EXERCISE INSTRUCTIONS: All the data must be output exactly as given.

EXERCISE INPUT:

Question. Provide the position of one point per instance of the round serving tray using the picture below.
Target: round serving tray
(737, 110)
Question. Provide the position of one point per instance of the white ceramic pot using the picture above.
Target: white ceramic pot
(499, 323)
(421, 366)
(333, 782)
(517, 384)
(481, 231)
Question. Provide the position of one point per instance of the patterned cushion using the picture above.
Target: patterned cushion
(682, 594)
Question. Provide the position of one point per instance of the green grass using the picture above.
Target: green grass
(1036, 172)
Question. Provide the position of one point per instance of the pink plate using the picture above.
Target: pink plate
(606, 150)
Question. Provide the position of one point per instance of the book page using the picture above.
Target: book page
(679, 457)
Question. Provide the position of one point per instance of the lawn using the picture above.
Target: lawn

TASK RESPONSE:
Question. Provide the position of one point per instance of the round serving tray using the picture below.
Target: round serving tray
(737, 110)
Question. Provide the position of one point per instance of the white ceramic pot using the picture above.
Target: white ceramic pot
(499, 323)
(421, 366)
(333, 782)
(517, 384)
(481, 231)
Question. Provide the position of one point per instance of the patterned cushion using the picture above.
Target: patterned cushion
(682, 594)
Question. Provide the position of one point per instance of the green grass using the picture above.
Target: green grass
(1036, 172)
Question. Provide the position of one point per instance of the pink plate using the picture above.
Target: pink plate
(606, 150)
Question. Provide the position of one point per instance of the book page using the picture above.
Target: book page
(679, 457)
Question. Provide the position of one point per instance of the lawn using the picture above.
Target: lawn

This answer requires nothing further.